> WRITTEN TASKS:
a – Please translate this sentence from the Mekong Delta travel piece below into Spanish: "The region is the so-called “rice basket” of Vietnam as it produces half of the country’s rice crop, and is densely populated with 17 million souls, most engaged in agriculture and fishing."
b – According to the Mekong Delta travel piece below, how large an area does the Delta cover?
c – Go on with the Mekong Delta travel piece below, starting right after its final sentence.

If you’re planning on experiencing the marvels of river travel to Cambodia from Vietnam on a budget, tour operators on both sides of the border will quickly dispel your notions of wonder and romance. Instead you get a two-day ordeal, much of it by road, and punctuated with a stay in a grimy hotel amongst the poorest I’ve seen in Vietnam.
Pity then as Vietnamese hotels are generally good value for money, and the Mekong Delta a cultural and natural wonder. But if you make your travel plans for upriver cruising in Saigon’s Pham Ngu Lao district, you’re in for a disappointment.
The Delta is a web of waterways and rice paddies covering 60,000 square kilometres and punctuated by dry, dusty towns across three provinces of southern Vietnam west of Saigon. The region is the so-called “rice basket” of Vietnam as it produces half of the country’s rice crop, and is densely populated with 17 million souls, most engaged in agriculture and fishing.

> RECORD EXTRACTS:
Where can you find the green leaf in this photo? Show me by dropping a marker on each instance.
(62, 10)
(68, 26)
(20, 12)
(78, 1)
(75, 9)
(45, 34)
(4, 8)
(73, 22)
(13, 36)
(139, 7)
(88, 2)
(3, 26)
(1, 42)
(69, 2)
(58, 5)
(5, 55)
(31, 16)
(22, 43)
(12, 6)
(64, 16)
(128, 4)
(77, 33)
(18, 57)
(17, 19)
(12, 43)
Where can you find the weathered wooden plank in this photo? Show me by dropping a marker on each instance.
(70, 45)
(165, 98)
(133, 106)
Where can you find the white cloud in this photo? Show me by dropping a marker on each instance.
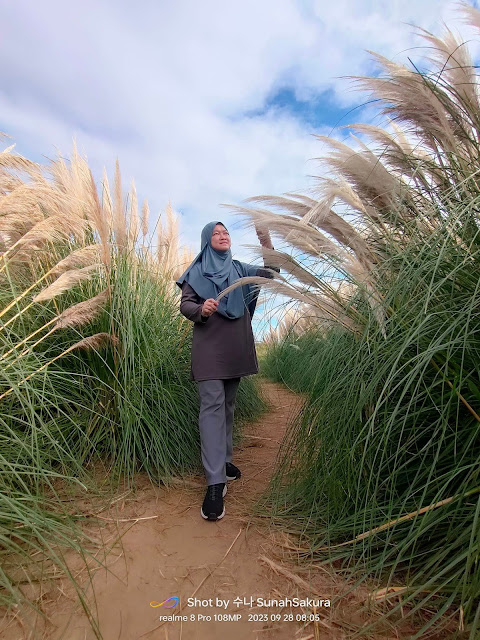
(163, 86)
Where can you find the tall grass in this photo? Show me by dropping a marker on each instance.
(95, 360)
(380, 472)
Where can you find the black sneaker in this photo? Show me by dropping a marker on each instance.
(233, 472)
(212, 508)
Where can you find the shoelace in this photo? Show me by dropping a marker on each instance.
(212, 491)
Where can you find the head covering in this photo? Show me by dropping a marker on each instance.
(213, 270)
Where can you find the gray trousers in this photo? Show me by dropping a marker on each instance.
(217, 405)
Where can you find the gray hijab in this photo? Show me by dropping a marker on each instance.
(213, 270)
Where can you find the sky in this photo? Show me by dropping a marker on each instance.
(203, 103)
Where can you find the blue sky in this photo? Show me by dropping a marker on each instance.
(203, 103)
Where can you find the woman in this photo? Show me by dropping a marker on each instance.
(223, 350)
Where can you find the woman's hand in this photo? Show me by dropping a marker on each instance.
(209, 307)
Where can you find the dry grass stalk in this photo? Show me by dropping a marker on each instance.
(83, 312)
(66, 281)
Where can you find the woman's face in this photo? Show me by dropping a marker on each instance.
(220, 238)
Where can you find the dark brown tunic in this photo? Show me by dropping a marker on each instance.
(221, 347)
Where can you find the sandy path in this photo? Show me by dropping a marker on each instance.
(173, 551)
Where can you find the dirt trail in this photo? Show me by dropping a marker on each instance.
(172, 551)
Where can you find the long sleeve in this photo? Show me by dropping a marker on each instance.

> ANSWERS FOR THE TASKS:
a – La región es la llamada «cesta de arroz» de Vietnam, ya que produce la mitad de la cosecha de arroz del país, y está densamente poblada con 17 millones de almas, la mayoría dedicadas a la agricultura y la pesca.

b – 60,000 square kilometers.

c –
Rich and fertile, the land now produces up to four rice crops per annum hard work then, as rice is a tyrant. Previously impoverished the Delta region benefited greatly from the Doi Moi reforms from 1986, turning Vietnam much like China, into a free-market economy under one-party communist rule.
Having previously flown over the Delta, the land is largely pancake flat and made up of thousands of rice paddies. Vietnam is the world’s second-largest rice exporter after Thailand. Waterways criss-cross the terrain. Canals, lined with houses, in some places stretch dead straight for miles. The lush plains are also home to sugarcane, fruit, coconut and shrimp.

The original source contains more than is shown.